| ENTRIES |
◇ ◇ ◇

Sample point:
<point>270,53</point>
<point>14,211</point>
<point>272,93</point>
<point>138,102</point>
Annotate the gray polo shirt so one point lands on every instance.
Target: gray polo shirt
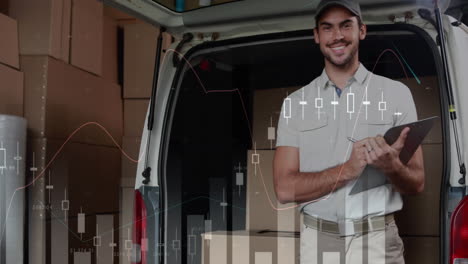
<point>318,121</point>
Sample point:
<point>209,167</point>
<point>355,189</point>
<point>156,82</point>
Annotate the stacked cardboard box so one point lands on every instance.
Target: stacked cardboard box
<point>74,110</point>
<point>11,87</point>
<point>250,247</point>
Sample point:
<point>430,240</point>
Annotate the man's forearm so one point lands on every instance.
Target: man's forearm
<point>308,186</point>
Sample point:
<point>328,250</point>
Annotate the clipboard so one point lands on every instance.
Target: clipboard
<point>371,177</point>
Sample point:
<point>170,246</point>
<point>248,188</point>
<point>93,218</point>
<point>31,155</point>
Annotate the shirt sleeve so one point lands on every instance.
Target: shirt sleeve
<point>406,106</point>
<point>287,133</point>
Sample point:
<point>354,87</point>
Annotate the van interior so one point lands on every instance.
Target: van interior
<point>220,141</point>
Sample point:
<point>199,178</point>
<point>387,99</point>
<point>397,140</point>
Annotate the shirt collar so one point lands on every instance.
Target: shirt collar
<point>360,76</point>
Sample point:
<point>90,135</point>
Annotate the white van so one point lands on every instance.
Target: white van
<point>203,192</point>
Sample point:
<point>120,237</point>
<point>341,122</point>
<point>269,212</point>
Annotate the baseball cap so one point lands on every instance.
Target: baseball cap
<point>351,5</point>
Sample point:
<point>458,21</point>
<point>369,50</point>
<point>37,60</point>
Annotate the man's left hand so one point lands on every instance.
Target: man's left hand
<point>383,156</point>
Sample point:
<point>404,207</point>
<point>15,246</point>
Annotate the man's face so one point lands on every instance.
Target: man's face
<point>338,34</point>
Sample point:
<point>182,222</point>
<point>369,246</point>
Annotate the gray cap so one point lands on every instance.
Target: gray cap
<point>351,5</point>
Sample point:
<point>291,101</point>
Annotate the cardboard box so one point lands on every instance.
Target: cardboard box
<point>127,194</point>
<point>420,214</point>
<point>135,116</point>
<point>88,174</point>
<point>239,247</point>
<point>267,108</point>
<point>43,27</point>
<point>262,204</point>
<point>60,98</point>
<point>11,91</point>
<point>421,250</point>
<point>116,14</point>
<point>139,52</point>
<point>9,53</point>
<point>87,35</point>
<point>84,178</point>
<point>110,50</point>
<point>140,42</point>
<point>427,99</point>
<point>131,154</point>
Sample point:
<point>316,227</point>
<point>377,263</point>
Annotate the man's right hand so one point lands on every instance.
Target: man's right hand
<point>357,161</point>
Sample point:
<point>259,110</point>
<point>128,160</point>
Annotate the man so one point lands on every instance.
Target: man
<point>316,163</point>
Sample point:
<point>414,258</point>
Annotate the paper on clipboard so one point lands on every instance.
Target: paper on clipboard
<point>371,177</point>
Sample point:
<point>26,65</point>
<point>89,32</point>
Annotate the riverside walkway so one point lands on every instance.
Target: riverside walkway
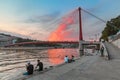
<point>86,68</point>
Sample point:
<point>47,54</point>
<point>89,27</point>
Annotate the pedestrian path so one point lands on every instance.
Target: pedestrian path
<point>86,68</point>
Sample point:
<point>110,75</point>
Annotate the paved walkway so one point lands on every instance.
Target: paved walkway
<point>86,68</point>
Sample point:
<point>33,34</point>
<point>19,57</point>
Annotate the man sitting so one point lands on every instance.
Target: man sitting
<point>29,68</point>
<point>40,65</point>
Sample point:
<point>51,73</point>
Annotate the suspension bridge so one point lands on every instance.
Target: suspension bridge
<point>85,68</point>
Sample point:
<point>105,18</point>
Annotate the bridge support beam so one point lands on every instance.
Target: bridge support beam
<point>81,50</point>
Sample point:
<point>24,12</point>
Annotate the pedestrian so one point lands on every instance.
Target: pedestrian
<point>29,68</point>
<point>40,65</point>
<point>66,59</point>
<point>102,50</point>
<point>73,58</point>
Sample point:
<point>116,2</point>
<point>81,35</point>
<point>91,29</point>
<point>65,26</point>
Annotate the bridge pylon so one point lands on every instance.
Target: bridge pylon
<point>81,50</point>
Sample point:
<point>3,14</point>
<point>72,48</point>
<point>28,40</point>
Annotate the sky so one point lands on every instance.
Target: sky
<point>39,19</point>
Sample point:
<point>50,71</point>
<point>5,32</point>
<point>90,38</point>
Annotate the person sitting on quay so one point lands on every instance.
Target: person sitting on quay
<point>66,59</point>
<point>40,65</point>
<point>29,68</point>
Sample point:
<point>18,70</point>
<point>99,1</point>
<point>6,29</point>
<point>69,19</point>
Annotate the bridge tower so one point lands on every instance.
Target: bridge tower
<point>80,33</point>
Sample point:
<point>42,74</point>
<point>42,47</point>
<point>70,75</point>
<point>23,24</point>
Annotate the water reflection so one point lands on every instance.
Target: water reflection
<point>56,56</point>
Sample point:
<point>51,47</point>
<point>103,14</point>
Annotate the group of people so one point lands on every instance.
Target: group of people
<point>67,60</point>
<point>30,67</point>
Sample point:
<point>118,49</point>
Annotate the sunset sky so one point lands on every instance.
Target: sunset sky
<point>35,18</point>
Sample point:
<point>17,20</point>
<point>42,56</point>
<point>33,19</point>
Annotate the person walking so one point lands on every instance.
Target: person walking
<point>40,65</point>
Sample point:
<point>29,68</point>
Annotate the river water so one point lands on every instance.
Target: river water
<point>12,63</point>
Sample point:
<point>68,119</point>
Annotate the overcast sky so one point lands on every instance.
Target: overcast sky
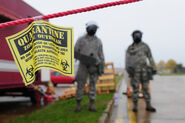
<point>161,21</point>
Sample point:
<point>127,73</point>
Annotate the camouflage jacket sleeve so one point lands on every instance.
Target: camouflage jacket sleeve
<point>127,58</point>
<point>150,58</point>
<point>77,45</point>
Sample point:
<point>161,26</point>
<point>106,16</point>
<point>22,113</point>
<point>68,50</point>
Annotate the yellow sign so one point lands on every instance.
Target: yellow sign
<point>42,45</point>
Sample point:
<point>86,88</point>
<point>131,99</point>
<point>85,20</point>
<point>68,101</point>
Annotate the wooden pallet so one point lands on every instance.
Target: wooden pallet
<point>69,93</point>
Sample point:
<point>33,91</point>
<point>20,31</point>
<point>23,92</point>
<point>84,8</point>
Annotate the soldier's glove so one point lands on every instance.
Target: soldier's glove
<point>154,72</point>
<point>130,71</point>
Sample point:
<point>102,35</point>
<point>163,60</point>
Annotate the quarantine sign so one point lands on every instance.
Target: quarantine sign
<point>42,45</point>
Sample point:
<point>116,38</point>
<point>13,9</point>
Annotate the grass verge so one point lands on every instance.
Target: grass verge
<point>63,111</point>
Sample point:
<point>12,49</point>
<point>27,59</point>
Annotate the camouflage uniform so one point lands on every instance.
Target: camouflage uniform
<point>136,65</point>
<point>88,46</point>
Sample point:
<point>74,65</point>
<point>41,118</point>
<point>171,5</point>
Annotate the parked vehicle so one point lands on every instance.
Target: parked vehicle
<point>58,78</point>
<point>11,82</point>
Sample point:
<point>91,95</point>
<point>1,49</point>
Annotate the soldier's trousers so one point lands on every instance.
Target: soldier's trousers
<point>81,78</point>
<point>140,77</point>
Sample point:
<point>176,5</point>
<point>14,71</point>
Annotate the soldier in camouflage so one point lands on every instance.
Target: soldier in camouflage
<point>137,56</point>
<point>89,51</point>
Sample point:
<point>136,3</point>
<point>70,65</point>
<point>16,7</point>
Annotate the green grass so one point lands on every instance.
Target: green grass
<point>171,74</point>
<point>63,111</point>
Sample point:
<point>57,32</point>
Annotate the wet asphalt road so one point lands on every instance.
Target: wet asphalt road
<point>168,97</point>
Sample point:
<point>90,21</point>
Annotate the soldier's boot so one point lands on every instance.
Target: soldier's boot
<point>134,106</point>
<point>149,107</point>
<point>92,107</point>
<point>78,106</point>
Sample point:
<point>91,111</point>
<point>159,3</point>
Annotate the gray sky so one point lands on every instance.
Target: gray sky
<point>161,21</point>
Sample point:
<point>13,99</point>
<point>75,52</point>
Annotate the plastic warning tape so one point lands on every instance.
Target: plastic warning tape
<point>70,12</point>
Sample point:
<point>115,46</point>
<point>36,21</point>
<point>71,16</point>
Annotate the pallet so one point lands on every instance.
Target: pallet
<point>69,93</point>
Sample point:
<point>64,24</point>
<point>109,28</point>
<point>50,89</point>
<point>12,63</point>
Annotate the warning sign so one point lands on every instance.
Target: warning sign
<point>43,45</point>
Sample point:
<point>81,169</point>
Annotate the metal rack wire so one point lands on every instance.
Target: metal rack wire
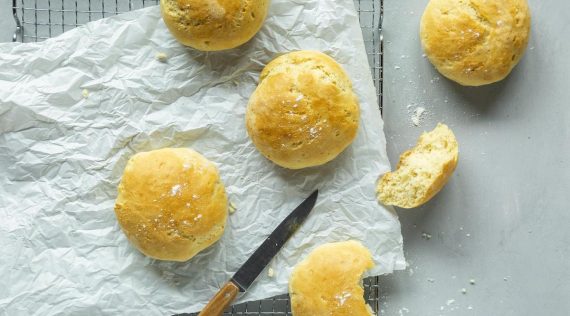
<point>37,20</point>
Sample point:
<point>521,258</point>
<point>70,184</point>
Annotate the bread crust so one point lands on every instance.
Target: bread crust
<point>435,179</point>
<point>475,42</point>
<point>327,282</point>
<point>303,112</point>
<point>171,203</point>
<point>213,25</point>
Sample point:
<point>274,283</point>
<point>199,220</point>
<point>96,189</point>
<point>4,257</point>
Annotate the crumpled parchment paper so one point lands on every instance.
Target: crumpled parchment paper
<point>73,109</point>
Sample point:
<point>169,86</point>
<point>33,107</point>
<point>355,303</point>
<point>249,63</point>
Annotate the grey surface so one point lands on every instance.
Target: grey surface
<point>510,192</point>
<point>7,25</point>
<point>511,188</point>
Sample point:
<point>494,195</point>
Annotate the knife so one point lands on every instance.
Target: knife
<point>245,276</point>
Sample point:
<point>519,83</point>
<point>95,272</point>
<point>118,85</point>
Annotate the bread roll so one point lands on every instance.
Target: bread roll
<point>422,171</point>
<point>212,25</point>
<point>303,112</point>
<point>171,203</point>
<point>475,42</point>
<point>328,281</point>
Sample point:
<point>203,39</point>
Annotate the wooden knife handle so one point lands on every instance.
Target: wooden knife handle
<point>221,301</point>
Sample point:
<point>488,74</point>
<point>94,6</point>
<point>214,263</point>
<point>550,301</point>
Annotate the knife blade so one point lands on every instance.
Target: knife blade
<point>251,269</point>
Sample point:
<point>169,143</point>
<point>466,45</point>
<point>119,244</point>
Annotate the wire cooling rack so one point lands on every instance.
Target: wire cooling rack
<point>37,20</point>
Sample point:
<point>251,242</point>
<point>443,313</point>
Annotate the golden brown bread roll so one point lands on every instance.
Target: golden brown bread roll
<point>171,203</point>
<point>212,25</point>
<point>303,112</point>
<point>422,171</point>
<point>475,42</point>
<point>328,281</point>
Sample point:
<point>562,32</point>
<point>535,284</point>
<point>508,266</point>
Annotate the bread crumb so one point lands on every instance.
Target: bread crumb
<point>341,298</point>
<point>417,116</point>
<point>175,190</point>
<point>162,57</point>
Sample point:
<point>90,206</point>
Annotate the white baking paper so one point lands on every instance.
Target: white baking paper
<point>73,109</point>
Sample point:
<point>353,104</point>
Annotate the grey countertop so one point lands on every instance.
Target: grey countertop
<point>504,219</point>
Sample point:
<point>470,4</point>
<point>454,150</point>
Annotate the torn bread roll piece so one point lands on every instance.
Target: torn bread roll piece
<point>328,281</point>
<point>422,171</point>
<point>171,203</point>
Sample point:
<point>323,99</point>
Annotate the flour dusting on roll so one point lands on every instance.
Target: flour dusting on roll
<point>303,112</point>
<point>171,203</point>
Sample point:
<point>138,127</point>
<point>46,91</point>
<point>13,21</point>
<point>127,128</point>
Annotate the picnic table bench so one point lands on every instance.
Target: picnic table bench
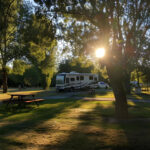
<point>91,91</point>
<point>22,99</point>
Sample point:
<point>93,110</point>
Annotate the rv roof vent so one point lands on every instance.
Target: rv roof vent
<point>73,72</point>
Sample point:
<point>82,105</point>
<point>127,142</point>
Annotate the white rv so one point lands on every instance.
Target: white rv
<point>74,81</point>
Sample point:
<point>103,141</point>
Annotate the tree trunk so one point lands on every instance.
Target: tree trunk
<point>121,107</point>
<point>116,80</point>
<point>127,83</point>
<point>4,72</point>
<point>47,82</point>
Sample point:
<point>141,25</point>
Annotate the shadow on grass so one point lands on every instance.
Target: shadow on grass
<point>26,119</point>
<point>98,129</point>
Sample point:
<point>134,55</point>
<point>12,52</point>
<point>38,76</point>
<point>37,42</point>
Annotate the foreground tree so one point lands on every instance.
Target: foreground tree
<point>117,24</point>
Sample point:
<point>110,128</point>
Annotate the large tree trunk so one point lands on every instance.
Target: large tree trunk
<point>116,80</point>
<point>47,82</point>
<point>4,72</point>
<point>121,107</point>
<point>127,82</point>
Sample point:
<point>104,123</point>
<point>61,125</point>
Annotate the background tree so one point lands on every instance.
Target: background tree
<point>40,46</point>
<point>8,24</point>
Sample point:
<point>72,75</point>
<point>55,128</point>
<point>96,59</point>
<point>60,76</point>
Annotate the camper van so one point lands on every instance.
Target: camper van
<point>74,81</point>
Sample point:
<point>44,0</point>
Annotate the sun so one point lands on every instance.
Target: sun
<point>100,52</point>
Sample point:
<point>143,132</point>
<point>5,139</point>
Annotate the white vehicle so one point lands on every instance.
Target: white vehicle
<point>103,85</point>
<point>74,80</point>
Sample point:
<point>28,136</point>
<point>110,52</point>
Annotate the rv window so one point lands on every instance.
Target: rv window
<point>81,77</point>
<point>90,77</point>
<point>72,79</point>
<point>67,80</point>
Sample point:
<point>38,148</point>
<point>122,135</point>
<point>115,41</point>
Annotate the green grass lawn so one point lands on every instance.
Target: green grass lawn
<point>74,124</point>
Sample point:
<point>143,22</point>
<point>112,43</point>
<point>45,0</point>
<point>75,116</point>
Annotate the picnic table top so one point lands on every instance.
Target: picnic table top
<point>22,94</point>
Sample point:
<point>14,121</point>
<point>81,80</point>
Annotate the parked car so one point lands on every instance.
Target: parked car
<point>103,85</point>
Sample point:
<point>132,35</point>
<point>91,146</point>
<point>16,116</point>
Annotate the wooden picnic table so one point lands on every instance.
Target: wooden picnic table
<point>21,98</point>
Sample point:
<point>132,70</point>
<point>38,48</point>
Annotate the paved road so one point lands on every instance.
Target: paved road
<point>92,98</point>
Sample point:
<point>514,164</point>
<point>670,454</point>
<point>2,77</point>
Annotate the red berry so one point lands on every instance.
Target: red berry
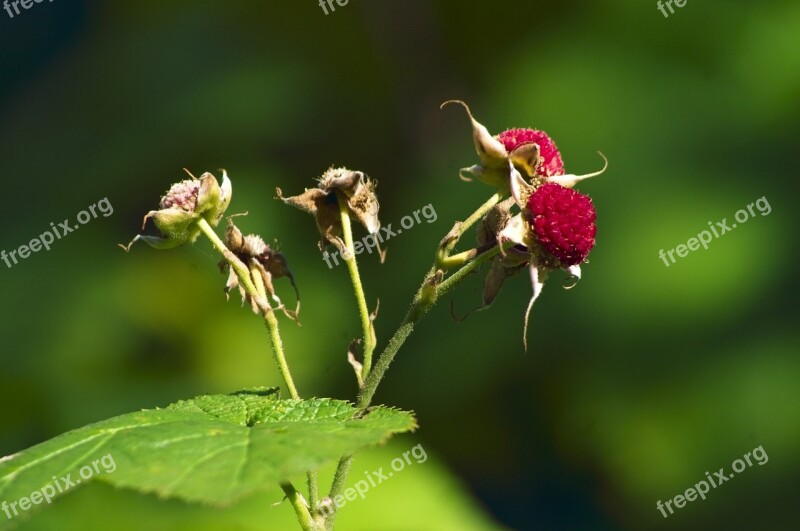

◇ ◇ ◇

| TASK DIRECTIONS |
Can you print the records verbatim, starting at the very beginning and ending at the line that contains "<point>250,247</point>", with both ends included? Leave out the pictures.

| RESPONSE TO THE TASK |
Sample point:
<point>270,53</point>
<point>14,211</point>
<point>272,93</point>
<point>138,102</point>
Annotate the gray polo shirt so one point lands on every instance.
Target: gray polo shirt
<point>318,121</point>
Sample point:
<point>209,167</point>
<point>355,189</point>
<point>156,82</point>
Annotate the stacked cardboard box so one point lands on every instance.
Target: stacked cardboard box
<point>74,110</point>
<point>11,87</point>
<point>250,247</point>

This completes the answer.